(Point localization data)
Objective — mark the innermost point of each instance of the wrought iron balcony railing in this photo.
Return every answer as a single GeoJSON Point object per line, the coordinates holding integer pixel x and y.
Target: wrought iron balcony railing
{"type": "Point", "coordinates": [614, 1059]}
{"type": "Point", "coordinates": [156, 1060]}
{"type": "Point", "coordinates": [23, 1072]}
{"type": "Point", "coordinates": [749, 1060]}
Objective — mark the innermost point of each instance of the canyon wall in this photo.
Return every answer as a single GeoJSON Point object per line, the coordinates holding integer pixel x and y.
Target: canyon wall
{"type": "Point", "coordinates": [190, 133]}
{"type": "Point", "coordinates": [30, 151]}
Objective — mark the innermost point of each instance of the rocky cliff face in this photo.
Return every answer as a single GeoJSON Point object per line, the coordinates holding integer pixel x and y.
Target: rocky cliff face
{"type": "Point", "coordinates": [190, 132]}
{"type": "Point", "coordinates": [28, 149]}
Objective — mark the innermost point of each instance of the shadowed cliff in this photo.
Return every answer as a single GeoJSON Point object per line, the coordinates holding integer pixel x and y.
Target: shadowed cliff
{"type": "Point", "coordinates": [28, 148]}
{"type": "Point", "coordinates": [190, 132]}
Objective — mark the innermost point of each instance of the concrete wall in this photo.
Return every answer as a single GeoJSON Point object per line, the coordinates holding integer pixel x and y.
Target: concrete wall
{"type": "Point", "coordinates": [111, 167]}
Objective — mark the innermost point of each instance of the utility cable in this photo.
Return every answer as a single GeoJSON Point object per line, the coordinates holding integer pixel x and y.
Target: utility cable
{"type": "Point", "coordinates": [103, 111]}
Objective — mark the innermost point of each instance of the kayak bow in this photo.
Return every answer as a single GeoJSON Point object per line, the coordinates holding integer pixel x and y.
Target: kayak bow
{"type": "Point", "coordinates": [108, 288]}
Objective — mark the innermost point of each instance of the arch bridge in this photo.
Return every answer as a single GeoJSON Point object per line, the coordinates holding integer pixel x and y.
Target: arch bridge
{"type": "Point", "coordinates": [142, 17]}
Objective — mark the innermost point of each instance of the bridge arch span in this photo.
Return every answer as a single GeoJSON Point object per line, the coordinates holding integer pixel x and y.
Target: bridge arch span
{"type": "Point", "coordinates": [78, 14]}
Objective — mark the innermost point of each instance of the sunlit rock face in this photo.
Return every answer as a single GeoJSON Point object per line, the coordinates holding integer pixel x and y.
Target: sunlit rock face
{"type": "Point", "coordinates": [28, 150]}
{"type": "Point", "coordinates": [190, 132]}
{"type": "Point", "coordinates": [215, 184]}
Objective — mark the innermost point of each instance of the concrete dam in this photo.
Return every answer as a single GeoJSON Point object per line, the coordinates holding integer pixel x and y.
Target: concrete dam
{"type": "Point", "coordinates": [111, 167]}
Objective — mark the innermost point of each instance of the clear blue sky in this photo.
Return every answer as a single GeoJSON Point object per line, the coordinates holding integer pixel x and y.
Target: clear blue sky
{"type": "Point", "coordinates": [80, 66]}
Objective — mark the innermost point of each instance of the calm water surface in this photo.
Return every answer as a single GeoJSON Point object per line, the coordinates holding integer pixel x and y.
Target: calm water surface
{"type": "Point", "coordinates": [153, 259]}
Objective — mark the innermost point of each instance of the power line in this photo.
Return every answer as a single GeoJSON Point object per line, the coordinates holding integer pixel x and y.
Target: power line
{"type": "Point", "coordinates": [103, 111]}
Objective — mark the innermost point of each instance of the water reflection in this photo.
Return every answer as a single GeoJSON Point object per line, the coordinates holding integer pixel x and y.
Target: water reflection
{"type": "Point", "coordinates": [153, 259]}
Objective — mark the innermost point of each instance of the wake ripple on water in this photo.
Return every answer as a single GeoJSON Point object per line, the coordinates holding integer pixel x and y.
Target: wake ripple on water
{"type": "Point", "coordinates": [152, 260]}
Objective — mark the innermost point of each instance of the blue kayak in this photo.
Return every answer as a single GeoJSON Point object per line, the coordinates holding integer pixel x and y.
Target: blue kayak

Exercise aim:
Repeat the entries word for word. Skip none of them.

Written solution:
Objective — mark the innermost point of each instance of the wrought iron balcony railing in this photo.
Return every answer as a single GeoJSON Point object per line, the coordinates holding integer pixel x and y.
Target: wrought iron balcony railing
{"type": "Point", "coordinates": [614, 1059]}
{"type": "Point", "coordinates": [156, 1060]}
{"type": "Point", "coordinates": [23, 1072]}
{"type": "Point", "coordinates": [749, 1060]}
Objective — mark the innermost point of each instance of the canyon wall in this photo.
Return every answer as a single GeoJSON Point object per line, the coordinates holding integer pixel x and y.
Target: canyon wall
{"type": "Point", "coordinates": [190, 133]}
{"type": "Point", "coordinates": [30, 151]}
Objective — mark the innermost point of each instance of the rocky cliff face in this photo.
Return every answer as a single GeoJSON Point object per line, the coordinates holding integer pixel x and y.
Target: rocky cliff face
{"type": "Point", "coordinates": [190, 132]}
{"type": "Point", "coordinates": [28, 149]}
Objective — mark the innermost point of each instance of the shadowed cliff in this photo.
Return every answer as a single GeoJSON Point object per line, the coordinates holding integer pixel x and y.
Target: shadowed cliff
{"type": "Point", "coordinates": [28, 148]}
{"type": "Point", "coordinates": [190, 132]}
Objective — mark the innermost point of each instance of the concrete wall in this photo.
Return every answer as a single GeoJSON Point object per line, the coordinates holding integer pixel x and y.
Target: concrete wall
{"type": "Point", "coordinates": [111, 167]}
Objective — mark the innermost point of each instance of the utility cable in this photo.
Return every answer as a single GeoJSON Point object per line, the coordinates holding integer pixel x and y.
Target: utility cable
{"type": "Point", "coordinates": [103, 111]}
Objective — mark the innermost point of each instance of the kayak bow in this photo.
Return every answer as a single GeoJSON Point object per line, the coordinates holding integer pixel x and y.
Target: kayak bow
{"type": "Point", "coordinates": [108, 288]}
Objective — mark the innermost point of each instance of the arch bridge in this photo.
Return every answer as a single GeoJSON Point object per line, the coordinates holding integer pixel x and y.
Target: arch bridge
{"type": "Point", "coordinates": [142, 17]}
Objective — mark the innermost point of each instance of the bridge arch span in this photo.
Return every answer as a single GeoJSON Point object per line, the coordinates holding integer pixel x and y.
Target: bridge arch span
{"type": "Point", "coordinates": [78, 14]}
Objective — mark the innermost point of each instance of the sunlit rock face in this photo.
Return every answer as a single GeoJSON Point object per line, the coordinates holding integer pixel x and y.
Target: sunlit rock face
{"type": "Point", "coordinates": [28, 150]}
{"type": "Point", "coordinates": [190, 132]}
{"type": "Point", "coordinates": [215, 184]}
Objective — mark the innermost point of each instance of the concrete dam in this photo.
Return every answer as a single GeoJSON Point object per line, the coordinates holding integer pixel x and y.
Target: concrete dam
{"type": "Point", "coordinates": [111, 167]}
Objective — mark the innermost point of each instance of the clear blue sky in this photo.
Return every answer as a single GeoJSON Point object per line, the coordinates holding integer pixel x and y.
Target: clear blue sky
{"type": "Point", "coordinates": [80, 66]}
Objective — mark the innermost point of each instance of the calm water surface in this photo.
Return every answer as a single GeoJSON Point object per line, the coordinates holding integer pixel x and y.
Target: calm water surface
{"type": "Point", "coordinates": [153, 259]}
Objective — mark the innermost point of each instance of the power line in this photo.
Return every answer as a single GeoJSON Point object per line, the coordinates holding integer pixel x and y.
Target: power line
{"type": "Point", "coordinates": [103, 111]}
Objective — mark the innermost point of each instance of the water reflection in this photo.
Return every answer as a single GeoJSON Point object per line, the coordinates holding integer pixel x and y.
Target: water reflection
{"type": "Point", "coordinates": [153, 259]}
Objective — mark the innermost point of each instance of the wake ripple on water in this photo.
Return every answer as a single GeoJSON Point object per line, the coordinates holding integer pixel x and y.
Target: wake ripple on water
{"type": "Point", "coordinates": [152, 260]}
Objective — mark the innermost point of each instance of the blue kayak in this photo.
Return every answer as a single GeoJSON Point object per line, the coordinates holding integer pixel x and y.
Target: blue kayak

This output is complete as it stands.